--- ENTRIES ---

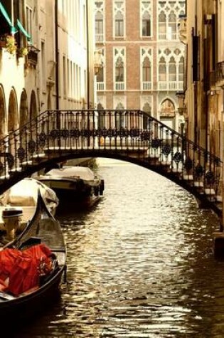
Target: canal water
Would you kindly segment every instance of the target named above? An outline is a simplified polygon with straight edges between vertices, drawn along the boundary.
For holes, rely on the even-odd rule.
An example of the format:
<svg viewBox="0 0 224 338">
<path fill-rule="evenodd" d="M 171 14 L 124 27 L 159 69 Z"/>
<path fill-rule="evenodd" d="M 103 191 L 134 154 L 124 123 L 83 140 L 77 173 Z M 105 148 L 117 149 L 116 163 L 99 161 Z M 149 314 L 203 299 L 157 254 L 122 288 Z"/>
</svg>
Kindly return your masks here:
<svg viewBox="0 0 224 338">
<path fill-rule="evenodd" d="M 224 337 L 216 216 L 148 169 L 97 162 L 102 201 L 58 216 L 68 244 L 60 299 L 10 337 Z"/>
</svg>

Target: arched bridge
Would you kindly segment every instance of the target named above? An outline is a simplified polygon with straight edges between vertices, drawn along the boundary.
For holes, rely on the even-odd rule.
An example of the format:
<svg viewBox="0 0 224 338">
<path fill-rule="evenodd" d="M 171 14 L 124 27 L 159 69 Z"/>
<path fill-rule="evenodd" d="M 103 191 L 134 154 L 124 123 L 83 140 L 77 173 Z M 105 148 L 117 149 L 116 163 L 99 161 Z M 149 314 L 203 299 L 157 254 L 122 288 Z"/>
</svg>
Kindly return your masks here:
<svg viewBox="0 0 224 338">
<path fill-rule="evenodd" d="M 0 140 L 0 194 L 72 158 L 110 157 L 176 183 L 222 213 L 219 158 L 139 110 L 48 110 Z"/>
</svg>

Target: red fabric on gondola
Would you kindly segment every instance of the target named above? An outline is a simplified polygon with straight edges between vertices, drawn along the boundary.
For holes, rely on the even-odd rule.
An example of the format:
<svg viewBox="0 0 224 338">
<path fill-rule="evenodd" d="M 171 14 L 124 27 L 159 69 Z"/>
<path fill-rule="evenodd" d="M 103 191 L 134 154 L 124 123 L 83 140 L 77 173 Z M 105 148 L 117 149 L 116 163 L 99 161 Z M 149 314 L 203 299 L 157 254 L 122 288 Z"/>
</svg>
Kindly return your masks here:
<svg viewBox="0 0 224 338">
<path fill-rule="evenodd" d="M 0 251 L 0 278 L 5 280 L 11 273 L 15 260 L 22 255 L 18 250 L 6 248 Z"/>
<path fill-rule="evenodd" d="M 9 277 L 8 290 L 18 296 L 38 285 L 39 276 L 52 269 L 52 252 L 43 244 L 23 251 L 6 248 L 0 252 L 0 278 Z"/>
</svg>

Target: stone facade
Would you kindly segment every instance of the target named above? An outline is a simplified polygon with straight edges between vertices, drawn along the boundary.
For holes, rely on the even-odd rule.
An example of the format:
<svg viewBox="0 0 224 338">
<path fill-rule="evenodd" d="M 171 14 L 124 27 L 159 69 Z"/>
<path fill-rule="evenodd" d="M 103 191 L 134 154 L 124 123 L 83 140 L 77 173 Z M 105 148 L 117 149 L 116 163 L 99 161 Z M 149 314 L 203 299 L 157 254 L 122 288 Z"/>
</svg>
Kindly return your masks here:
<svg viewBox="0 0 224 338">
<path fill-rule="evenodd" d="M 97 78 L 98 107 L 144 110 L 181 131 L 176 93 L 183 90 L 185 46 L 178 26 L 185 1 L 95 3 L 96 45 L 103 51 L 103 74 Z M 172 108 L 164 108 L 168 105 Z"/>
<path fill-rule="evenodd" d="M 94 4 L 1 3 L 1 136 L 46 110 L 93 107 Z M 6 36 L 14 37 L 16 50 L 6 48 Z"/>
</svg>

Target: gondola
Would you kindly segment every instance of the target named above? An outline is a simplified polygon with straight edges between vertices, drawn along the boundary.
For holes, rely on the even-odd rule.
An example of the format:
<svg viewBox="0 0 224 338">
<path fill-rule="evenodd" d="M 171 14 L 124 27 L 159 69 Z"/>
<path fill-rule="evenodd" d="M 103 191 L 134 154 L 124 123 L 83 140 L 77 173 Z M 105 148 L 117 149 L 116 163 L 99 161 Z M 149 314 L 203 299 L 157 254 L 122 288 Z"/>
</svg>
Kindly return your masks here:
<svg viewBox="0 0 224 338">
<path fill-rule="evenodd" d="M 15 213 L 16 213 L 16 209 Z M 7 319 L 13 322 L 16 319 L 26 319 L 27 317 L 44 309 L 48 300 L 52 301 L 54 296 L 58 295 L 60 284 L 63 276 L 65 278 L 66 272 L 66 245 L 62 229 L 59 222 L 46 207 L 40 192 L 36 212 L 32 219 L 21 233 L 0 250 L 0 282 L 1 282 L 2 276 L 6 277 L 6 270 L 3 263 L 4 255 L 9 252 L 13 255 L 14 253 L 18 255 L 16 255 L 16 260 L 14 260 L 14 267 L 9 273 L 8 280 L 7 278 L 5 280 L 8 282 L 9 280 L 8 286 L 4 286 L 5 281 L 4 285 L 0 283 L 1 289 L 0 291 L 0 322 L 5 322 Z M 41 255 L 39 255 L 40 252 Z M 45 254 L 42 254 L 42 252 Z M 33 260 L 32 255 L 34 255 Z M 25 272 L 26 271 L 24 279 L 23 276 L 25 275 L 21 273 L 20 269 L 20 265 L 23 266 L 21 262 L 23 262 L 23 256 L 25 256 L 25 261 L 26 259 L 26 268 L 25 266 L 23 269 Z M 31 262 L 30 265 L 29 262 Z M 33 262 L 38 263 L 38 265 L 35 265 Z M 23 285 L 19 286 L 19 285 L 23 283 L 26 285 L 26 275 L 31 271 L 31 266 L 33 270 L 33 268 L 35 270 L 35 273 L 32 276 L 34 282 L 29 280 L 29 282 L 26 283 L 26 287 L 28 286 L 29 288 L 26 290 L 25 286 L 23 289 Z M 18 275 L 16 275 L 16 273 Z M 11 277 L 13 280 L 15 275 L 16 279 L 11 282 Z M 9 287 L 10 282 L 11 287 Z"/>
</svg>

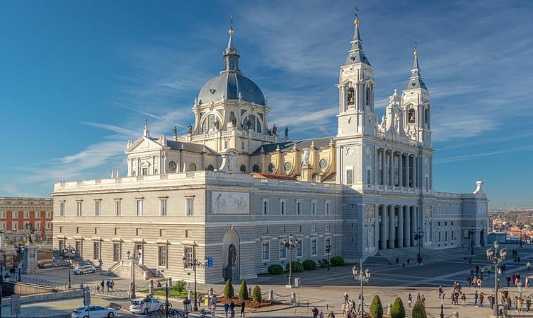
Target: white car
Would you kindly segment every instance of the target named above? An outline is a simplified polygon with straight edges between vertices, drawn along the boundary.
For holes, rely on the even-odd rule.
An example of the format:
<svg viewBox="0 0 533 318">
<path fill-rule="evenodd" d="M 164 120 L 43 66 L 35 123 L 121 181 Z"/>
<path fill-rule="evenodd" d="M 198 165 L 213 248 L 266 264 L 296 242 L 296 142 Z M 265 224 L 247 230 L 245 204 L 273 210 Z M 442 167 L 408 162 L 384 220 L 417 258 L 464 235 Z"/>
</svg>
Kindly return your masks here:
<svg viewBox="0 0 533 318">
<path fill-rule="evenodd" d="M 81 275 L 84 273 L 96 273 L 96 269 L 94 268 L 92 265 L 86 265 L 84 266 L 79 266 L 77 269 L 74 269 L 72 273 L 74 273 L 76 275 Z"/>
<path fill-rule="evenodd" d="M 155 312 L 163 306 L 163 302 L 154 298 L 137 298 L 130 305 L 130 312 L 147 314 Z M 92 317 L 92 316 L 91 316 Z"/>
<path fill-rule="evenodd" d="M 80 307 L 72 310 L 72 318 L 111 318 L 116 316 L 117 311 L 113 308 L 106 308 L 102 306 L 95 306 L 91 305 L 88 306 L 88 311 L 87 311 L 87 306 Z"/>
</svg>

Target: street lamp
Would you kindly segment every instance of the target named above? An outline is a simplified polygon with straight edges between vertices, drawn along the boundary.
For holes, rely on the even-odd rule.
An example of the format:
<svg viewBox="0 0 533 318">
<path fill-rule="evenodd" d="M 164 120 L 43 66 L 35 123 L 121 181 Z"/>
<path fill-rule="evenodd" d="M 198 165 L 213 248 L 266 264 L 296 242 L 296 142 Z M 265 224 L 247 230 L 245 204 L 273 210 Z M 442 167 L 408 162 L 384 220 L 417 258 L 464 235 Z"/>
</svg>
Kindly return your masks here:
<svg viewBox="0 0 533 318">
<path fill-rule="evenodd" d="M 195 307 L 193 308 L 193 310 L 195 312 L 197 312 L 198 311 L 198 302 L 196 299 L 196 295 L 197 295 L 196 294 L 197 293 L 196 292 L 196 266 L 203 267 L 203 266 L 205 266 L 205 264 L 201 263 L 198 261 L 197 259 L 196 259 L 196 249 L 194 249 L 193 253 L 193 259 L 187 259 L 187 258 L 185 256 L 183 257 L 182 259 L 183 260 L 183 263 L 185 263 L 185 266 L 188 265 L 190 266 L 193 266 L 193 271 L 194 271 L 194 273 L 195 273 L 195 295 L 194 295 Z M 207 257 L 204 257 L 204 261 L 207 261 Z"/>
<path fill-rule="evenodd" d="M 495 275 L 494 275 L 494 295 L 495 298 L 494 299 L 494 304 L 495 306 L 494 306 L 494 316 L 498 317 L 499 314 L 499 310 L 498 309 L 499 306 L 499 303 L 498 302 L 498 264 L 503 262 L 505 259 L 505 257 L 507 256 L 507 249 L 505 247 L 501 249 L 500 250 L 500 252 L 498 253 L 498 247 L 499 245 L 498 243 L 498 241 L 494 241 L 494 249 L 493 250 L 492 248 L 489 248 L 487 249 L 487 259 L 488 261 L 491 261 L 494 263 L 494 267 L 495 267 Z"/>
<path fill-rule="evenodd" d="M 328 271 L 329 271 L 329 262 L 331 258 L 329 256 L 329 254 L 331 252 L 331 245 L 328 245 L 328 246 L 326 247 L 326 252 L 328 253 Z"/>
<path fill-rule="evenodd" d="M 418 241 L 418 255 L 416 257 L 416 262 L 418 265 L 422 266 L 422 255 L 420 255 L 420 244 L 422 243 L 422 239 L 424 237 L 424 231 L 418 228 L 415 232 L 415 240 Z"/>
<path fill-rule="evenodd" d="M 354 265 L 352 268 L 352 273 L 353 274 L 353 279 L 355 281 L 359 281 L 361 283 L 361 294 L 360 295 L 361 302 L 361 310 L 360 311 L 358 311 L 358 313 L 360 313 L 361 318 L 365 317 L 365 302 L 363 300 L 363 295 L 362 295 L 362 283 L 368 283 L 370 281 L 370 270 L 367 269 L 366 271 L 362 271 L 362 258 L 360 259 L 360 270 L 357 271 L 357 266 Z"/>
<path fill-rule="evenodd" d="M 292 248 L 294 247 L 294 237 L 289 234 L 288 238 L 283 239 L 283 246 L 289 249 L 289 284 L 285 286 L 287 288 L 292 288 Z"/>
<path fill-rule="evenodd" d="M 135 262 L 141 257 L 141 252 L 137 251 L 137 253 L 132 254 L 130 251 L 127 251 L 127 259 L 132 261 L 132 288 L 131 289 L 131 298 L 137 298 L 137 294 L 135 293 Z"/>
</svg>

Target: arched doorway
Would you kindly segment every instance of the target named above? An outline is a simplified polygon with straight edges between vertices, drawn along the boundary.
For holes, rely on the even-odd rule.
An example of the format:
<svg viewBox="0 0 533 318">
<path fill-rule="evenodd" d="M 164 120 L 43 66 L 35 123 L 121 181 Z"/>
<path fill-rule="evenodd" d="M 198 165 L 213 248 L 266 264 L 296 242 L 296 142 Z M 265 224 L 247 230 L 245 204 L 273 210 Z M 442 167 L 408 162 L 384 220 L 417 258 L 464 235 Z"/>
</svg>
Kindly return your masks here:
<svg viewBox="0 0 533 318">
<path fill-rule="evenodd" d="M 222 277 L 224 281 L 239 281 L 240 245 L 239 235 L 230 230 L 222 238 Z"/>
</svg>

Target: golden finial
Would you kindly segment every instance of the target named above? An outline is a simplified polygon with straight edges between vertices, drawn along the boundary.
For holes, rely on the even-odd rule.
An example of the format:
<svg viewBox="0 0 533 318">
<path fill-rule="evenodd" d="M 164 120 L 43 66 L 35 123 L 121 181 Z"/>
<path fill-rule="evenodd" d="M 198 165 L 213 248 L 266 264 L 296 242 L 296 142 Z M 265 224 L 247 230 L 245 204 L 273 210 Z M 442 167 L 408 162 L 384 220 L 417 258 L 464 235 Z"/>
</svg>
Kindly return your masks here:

---

## SET TASK
Copy word for word the lines starting with the line that contains "Target: street lamp" and going on through the line that contains "195 307 L 193".

## RESULT FOR THIS TASK
Target: street lamp
Would you kindly segment every instance of the target named above? An outline is a simplified polygon with straight edges between vertices, drawn along the boundary.
For holes, rely on the even-odd rule.
An example of the format:
<svg viewBox="0 0 533 318">
<path fill-rule="evenodd" d="M 164 120 L 43 66 L 35 123 L 121 181 Z"/>
<path fill-rule="evenodd" d="M 198 165 L 213 248 L 266 264 L 296 242 L 296 142 Z M 265 224 L 247 230 L 245 204 L 273 210 Z M 442 167 L 408 162 L 384 220 L 417 258 L 464 235 Z"/>
</svg>
Kindly return your masks here:
<svg viewBox="0 0 533 318">
<path fill-rule="evenodd" d="M 195 307 L 193 308 L 193 310 L 195 312 L 197 312 L 198 311 L 198 302 L 196 299 L 196 295 L 197 295 L 196 294 L 197 293 L 196 292 L 196 266 L 203 267 L 203 266 L 205 266 L 205 264 L 201 263 L 198 261 L 197 259 L 196 259 L 196 249 L 194 249 L 193 253 L 193 259 L 187 259 L 187 258 L 185 256 L 183 257 L 182 259 L 183 260 L 183 263 L 185 263 L 185 266 L 188 265 L 190 266 L 193 266 L 193 271 L 194 271 L 194 273 L 195 273 L 195 295 L 194 295 Z M 207 257 L 204 257 L 204 261 L 207 261 Z"/>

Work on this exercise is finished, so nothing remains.